— START OF Text passage —
Skip to main content

Enhanced PostgreSQL to Elasticsearch Data Synchronization

Project description

⚡ pg2elastic

Enhanced PostgreSQL to Elasticsearch Data Synchronization

📚 Description

Welcome to pg2elastic, a fork of the official pgsync package, designed to provide seamless and efficient data synchronization between PostgreSQL databases and Elasticsearch clusters. Building upon the solid foundation of pgsync, pg2elastic inherits all of its powerful capabilities and takes them a step further.

Key Features:

  • High-Performance Sync: pg2elastic inherits the robust data synchronization engine from pgsync, ensuring lightning-fast and reliable transfers.
  • Real-time Indexing: Seamlessly mirror your PostgreSQL data into Elasticsearch indices, keeping them in sync in real-time.
  • Schema Mapping: Easily define and customize the mapping of PostgreSQL schemas to Elasticsearch indexes, giving you full control over the data structure.
  • Efficient Data Types Handling: pg2elastic effortlessly handles data type conversions, ensuring accurate representation across platforms.
  • Continuous Enhancements: We are committed to actively maintaining and enhancing pg2elastic, incorporating the latest advancements in both PostgreSQL and Elasticsearch technologies.
  • Whether you're working on a data-driven application or performing complex data analysis, pg2elastic empowers you with a streamlined and feature-rich solution for harmonizing your PostgreSQL and Elasticsearch ecosystems.

🛠️ Prerequisites

PGSync Requirements


✨ Key Enhancements


Fixes

The actual numerical value of 1000000 becomes 1e when attempted to be converted to a float, leading to a crash during the conversion process.

  • A fix was implemented to change 1e to 1e6, preventing the conversion to float from causing the process to crash.

The process crashes when custom field types are use in the database, and the returned field type is in the format abc.xyz.

  • A fix was implemented, and the regular expression for LOGICAL_SLOT_SUFFIX was modified.
— END OF Text passage —
— START OF Supplied data —
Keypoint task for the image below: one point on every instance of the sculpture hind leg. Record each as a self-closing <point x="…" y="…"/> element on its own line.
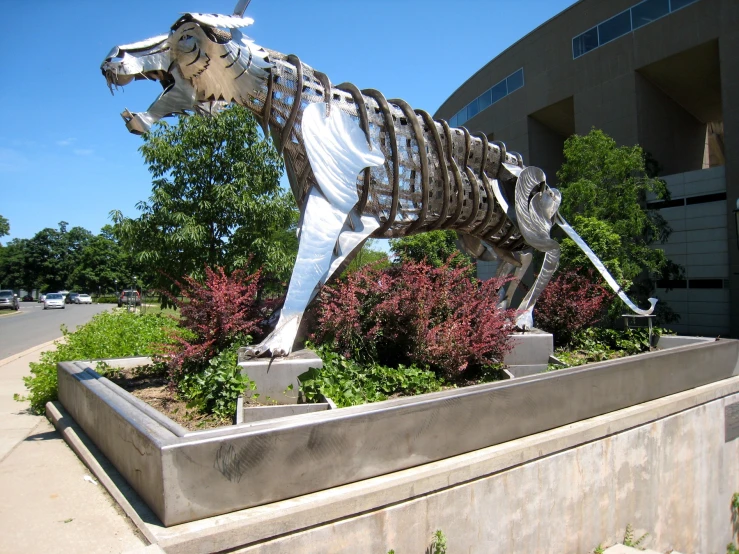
— END OF Supplied data —
• [To do]:
1. From the pg2elastic project description, transcribe everything from "PGSync Requirements" down to "the format abc.xyz.".
2. Answer these questions using the pg2elastic project description:
(a) Of which official package is pg2elastic a fork?
(b) What did the fix for the numerical conversion crash change 1e to?
(c) Which regular expression was modified to fix the crash involving custom field types?
3. Rewrite the paragraph of the pg2elastic project description that begins "Welcome to pg2elastic" more briefly, keeping its main facts.

• [Correct answers]:
1.
PGSync Requirements


✨ Key Enhancements


Fixes

The actual numerical value of 1000000 becomes 1e when attempted to be converted to a float, leading to a crash during the conversion process.

  • A fix was implemented to change 1e to 1e6, preventing the conversion to float from causing the process to crash.

The process crashes when custom field types are use in the database, and the returned field type is in the format abc.xyz.

2.
(a) pgsync
(b) 1e6
(c) LOGICAL_SLOT_SUFFIX

3. pg2elastic is a fork of the official pgsync package. It synchronizes data efficiently between PostgreSQL databases and Elasticsearch clusters, keeping all of pgsync's capabilities and extending them.